━━━ Trecho de origem

Amores existem em várias intensidades. Forte demais. Em extinção. Em formação.
Amor ao quadrado quando se ama a dois. Amor florescente como as flores do ipê. Pena que ele dura pouco e logo cai ao chão. Amor em combustão que se incendeia pleno de paixão. Amor em quantidade que se doa por inteiro aos necessitados. Amor desvairado que faz loucuras para ficar ao seu lado.
Amores existem aos montes. Quem ainda não amou de verdade não viveu. Não sentiu cá dentro um batimento forte descompassado. A um simples troca de olhares. A um aperto de mãos.

━━━━━━
━━━ Registros selecionados

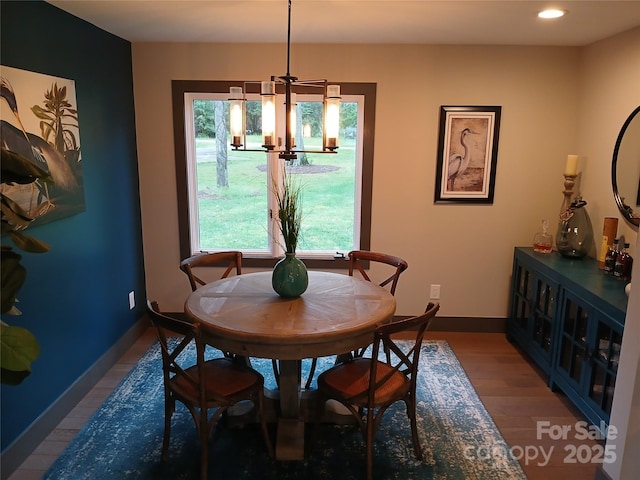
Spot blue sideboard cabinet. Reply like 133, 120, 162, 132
507, 247, 627, 427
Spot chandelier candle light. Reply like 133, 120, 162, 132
229, 0, 340, 161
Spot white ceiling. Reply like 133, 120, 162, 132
49, 0, 640, 46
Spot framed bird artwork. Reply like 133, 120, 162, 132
434, 106, 502, 204
0, 65, 85, 226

━━━━━━

● Instruções de trabalho
Transcreva sem nenhuma alteração a parte do trecho de origem que vai de "Amores existem em" a "ao seu lado.".

● Sua resposta
Amores existem em várias intensidades. Forte demais. Em extinção. Em formação.
Amor ao quadrado quando se ama a dois. Amor florescente como as flores do ipê. Pena que ele dura pouco e logo cai ao chão. Amor em combustão que se incendeia pleno de paixão. Amor em quantidade que se doa por inteiro aos necessitados. Amor desvairado que faz loucuras para ficar ao seu lado.